Requirements:
Please reproduce the lines below word for word, starting at the line that contains "Q: Point out each instance of the deer body" and stopping after the final line.
======== Input ========
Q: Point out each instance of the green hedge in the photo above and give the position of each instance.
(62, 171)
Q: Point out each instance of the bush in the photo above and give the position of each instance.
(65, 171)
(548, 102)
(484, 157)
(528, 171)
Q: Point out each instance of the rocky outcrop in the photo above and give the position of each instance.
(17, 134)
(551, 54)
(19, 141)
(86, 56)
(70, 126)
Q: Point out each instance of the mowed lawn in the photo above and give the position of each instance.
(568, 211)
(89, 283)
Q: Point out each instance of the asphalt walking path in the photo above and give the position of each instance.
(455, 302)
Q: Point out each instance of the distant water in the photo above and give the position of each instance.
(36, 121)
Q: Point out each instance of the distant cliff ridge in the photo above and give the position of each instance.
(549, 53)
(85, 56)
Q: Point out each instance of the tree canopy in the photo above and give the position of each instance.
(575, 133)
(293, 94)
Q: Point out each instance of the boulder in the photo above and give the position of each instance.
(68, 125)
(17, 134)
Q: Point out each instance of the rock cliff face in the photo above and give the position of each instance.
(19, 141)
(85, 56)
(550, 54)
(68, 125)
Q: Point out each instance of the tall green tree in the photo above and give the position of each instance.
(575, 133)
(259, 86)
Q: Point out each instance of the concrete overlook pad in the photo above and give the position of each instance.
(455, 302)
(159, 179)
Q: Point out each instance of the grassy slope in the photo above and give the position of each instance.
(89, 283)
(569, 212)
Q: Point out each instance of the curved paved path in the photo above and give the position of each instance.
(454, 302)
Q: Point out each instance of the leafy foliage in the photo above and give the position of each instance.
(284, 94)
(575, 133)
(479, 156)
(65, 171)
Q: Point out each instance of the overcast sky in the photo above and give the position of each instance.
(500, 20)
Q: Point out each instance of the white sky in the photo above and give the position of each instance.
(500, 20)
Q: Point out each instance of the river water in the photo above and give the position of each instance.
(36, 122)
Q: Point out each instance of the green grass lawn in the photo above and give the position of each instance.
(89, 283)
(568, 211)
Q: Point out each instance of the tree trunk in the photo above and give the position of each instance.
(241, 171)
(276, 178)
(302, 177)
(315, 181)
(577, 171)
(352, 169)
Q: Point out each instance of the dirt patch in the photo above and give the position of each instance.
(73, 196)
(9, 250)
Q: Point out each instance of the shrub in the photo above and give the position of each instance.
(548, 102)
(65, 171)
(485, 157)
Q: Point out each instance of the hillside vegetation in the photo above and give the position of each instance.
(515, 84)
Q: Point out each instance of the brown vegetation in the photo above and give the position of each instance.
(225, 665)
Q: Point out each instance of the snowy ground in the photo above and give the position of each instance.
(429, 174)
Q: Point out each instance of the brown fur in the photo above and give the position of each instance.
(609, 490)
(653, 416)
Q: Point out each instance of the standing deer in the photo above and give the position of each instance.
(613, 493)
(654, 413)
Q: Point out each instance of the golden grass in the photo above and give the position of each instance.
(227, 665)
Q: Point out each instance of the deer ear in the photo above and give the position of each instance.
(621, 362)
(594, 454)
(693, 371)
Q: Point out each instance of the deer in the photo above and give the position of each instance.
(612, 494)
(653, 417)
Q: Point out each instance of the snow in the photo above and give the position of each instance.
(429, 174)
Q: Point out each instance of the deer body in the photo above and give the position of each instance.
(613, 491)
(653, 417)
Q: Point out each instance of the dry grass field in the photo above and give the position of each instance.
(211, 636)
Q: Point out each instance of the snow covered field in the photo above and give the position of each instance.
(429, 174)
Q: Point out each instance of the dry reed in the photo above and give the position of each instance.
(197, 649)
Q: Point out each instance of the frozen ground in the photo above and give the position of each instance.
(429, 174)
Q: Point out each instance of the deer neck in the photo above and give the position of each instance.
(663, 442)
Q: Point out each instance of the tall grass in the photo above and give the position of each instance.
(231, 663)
========
Answer to the exercise:
Q: Point out each instance of the deer body in the photo above and give the position of each instance.
(613, 491)
(653, 417)
Q: Point out each instance of the dry grass field in the photo above and give the position of each instance.
(211, 636)
Q: Point out each instance of the snow covered field in the photo above and give the position of each instance.
(429, 174)
Q: Point out each instance of the dry reed in the photo above and give the position of each instance.
(197, 649)
Q: Point out each instance of the frozen ground in the photo above and give the position of each instance.
(429, 174)
Q: Point out each instance of the deer neck in the photo above and give the position of each instance.
(663, 442)
Q: Point out each instance of the tall grass in the photo above and give the position of each instance.
(231, 663)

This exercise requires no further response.